### Task brief
From the article about the Alberta energy war room's logo, copy word for word the passage that starts at "The war room, officially" and ends after "centre in Calgary.".

### Text for analysis

EDMONTON — Alberta’s energy war room says it is pulling and replacing its logo after learning that it was already being used by another company.
The war room, officially known as the Canadian Energy Centre, says the image was developed by a Calgary-based marketing agency that will bear all costs for the reconfiguration.
“This is an unfortunate situation but we are committed to making the necessary corrections to our visual identity,” Tom Olsen, head of the energy centre, said in a statement Thursday.
“We understand this was a mistake and we are in discussions with our agency to determine how it happened.”
The statement does not say how much was paid for the original logo, which was unveiled last week when Premier Jason Kenney, Energy Minister Sonya Savage and Olsen officially opened the centre in Calgary.
Social media users began circulating on Twitter on Wednesday night side-by-side versions of the two logos, pointing out the similarity between the war room’s graphic to the trademarked symbol for Progress Software, a U.S.-based international applications firm.
On Thursday morning, Progress said in an emailed statement it was looking into the situation but offered no further comment.
The logos are identical, stylized sharp-angled depictions of what appear to be radiating waves, except the Progress one is emerald-green and the war room version is two shades of blue.
The centre said the logo was produced for it by the marketing agency Lead & Anchor.
Officials with the Calgary-based company could not be reached for comment and its website went private late in the afternoon.
The logo had already been seen on the war room’s website, on the wall of its downtown Calgary office, and on signs and in a promotional video shown at the Dec. 11 opening.
The Canadian Energy Centre is a provincial government corporation receiving $30 million a year to highlight achievements in Alberta’s oil and gas sector and to refute what it deems to be misinformation about the industry.
Kenney and his United Conservatives campaigned on a promise to create the war room to counter misinformation Kenney said was coming from some environmental groups and others seeking to landlock Alberta’s oil and gas.
Opposition NDP Leader Rachel Notley has dismissed the centre as a wasteful “slush fund” for Kenney’s political goals. She said it has no firewalls or safeguards to ensure that its data, research and work aren’t used for the benefit of the UCP or its political allies.
On Thursday, the NDP caucus, in a statement about the logo, said: “It looks like the war room has already lost their first battle. And it’s becoming clearer by the day that they have no idea what they’re doing.”
Olsen has promised the centre will push the story of Alberta’s on oil and gas while respectfully rebutting its critics.
The centre is divided into three areas: data research, story-telling and a unit to respond quickly to what it perceives to be untruths about the oil and gas industry.
To that end, Olsen sent a rebuttal to the Medicine Hat News this week after the newspaper published a column questioning the merits of the centre, expressing concerns that it isn’t subject to freedom-of-information searches and could be used to stifle legitimate dissent and commentary on the oil and gas industry.
Not so, said Olsen in his written rebuttal. He said the centre exists to tell Alberta’s story and is subject to the Whistle Blowers Act and Alberta’s auditor general.
“Oversight is rigorous,” wrote Olsen.

### Input data
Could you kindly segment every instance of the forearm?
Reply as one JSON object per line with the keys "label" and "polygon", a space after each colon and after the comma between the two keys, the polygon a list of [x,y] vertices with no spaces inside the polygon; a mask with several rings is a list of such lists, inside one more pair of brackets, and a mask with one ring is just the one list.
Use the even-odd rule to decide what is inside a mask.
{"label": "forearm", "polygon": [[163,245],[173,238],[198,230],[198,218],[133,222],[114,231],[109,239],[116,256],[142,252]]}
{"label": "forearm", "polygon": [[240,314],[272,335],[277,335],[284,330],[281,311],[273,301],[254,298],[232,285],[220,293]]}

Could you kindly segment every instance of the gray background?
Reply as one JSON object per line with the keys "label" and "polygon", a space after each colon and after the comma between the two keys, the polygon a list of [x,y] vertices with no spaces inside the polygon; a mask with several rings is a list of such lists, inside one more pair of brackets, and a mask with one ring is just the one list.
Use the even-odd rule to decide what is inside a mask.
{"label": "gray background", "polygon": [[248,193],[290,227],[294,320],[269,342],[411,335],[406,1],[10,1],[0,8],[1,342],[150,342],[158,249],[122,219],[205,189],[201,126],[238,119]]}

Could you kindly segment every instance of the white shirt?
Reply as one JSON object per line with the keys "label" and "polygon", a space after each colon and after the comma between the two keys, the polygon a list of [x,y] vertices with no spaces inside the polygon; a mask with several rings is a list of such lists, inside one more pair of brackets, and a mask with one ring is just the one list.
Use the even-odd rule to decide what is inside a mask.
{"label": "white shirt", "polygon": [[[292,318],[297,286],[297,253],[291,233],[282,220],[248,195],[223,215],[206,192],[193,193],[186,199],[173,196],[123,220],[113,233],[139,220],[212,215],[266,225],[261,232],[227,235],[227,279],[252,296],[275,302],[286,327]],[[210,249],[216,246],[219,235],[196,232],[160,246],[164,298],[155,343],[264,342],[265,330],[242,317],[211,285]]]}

### Solution
The war room, officially known as the Canadian Energy Centre, says the image was developed by a Calgary-based marketing agency that will bear all costs for the reconfiguration.
“This is an unfortunate situation but we are committed to making the necessary corrections to our visual identity,” Tom Olsen, head of the energy centre, said in a statement Thursday.
“We understand this was a mistake and we are in discussions with our agency to determine how it happened.”
The statement does not say how much was paid for the original logo, which was unveiled last week when Premier Jason Kenney, Energy Minister Sonya Savage and Olsen officially opened the centre in Calgary.